— Provided data —
---------------

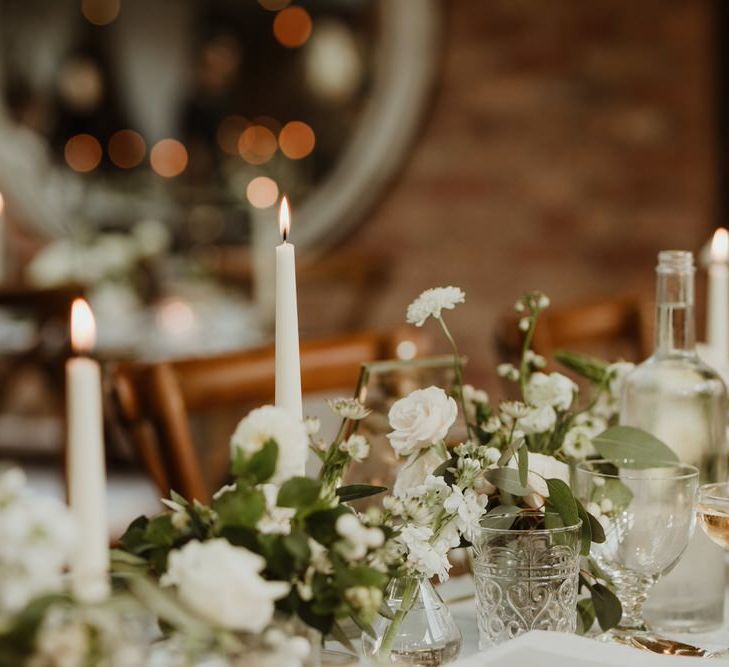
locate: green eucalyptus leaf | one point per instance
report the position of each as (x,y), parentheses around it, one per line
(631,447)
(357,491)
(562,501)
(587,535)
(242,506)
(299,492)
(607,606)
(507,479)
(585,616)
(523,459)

---------------

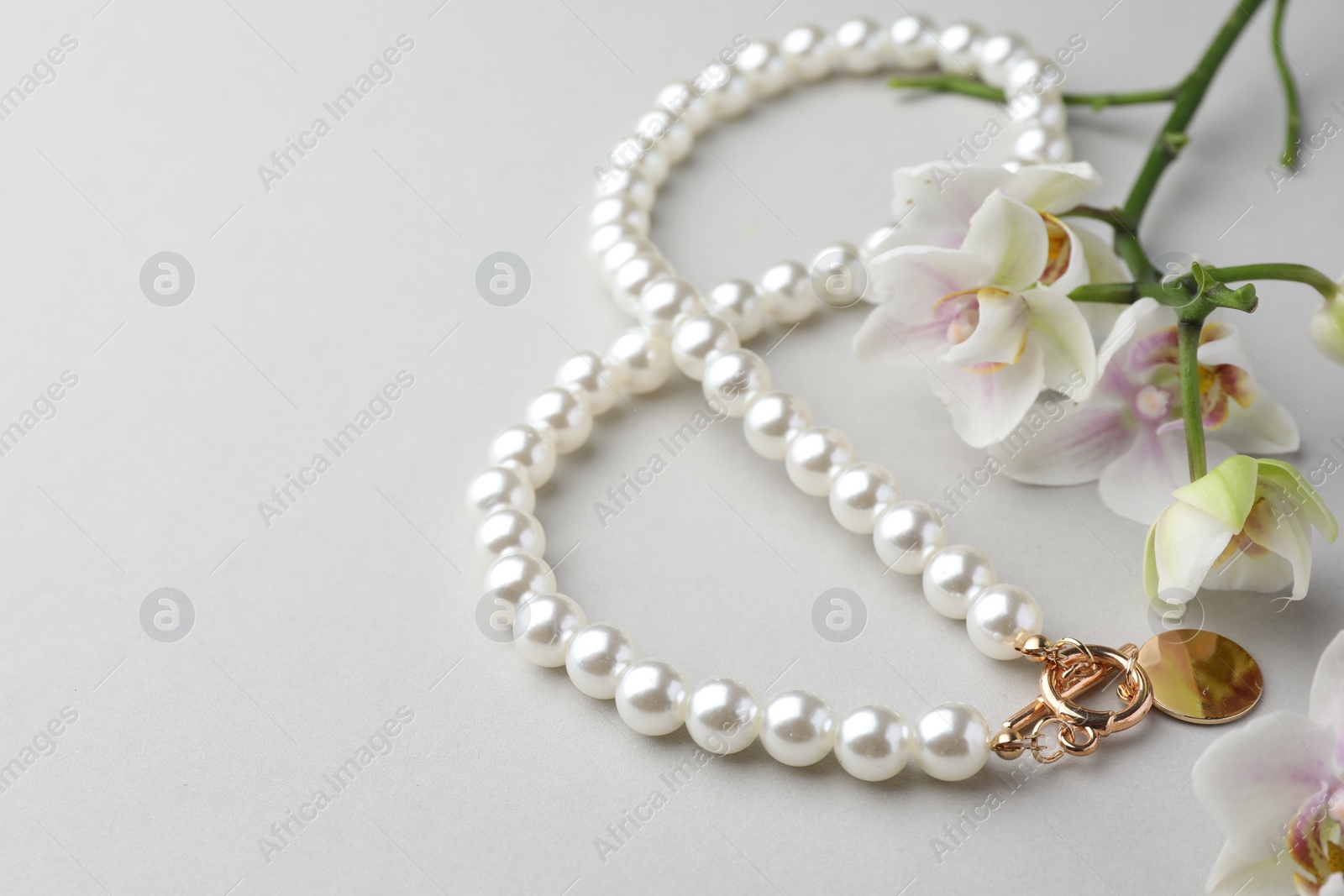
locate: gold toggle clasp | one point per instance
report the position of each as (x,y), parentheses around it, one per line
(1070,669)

---------------

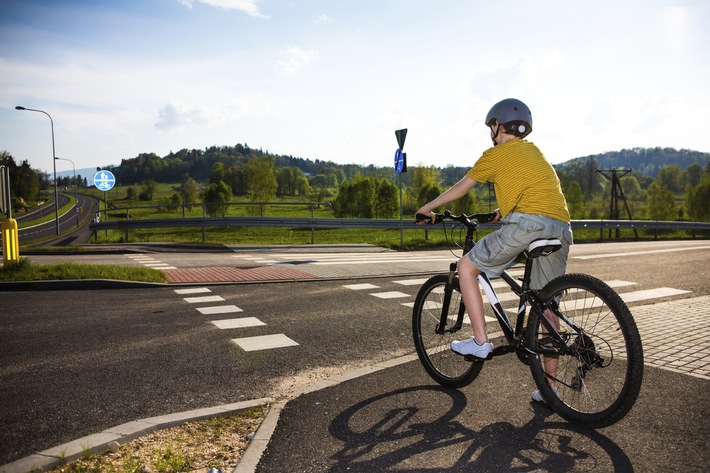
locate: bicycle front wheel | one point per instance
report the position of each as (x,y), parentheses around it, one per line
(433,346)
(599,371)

---------------

— Task goal —
Would you filter the records and copy each line that contains the word "locate"?

— Response box —
locate: green eucalyptus leaf | one point per instance
locate: gold toggle clasp | one point per instance
locate: bicycle front wheel | one point per instance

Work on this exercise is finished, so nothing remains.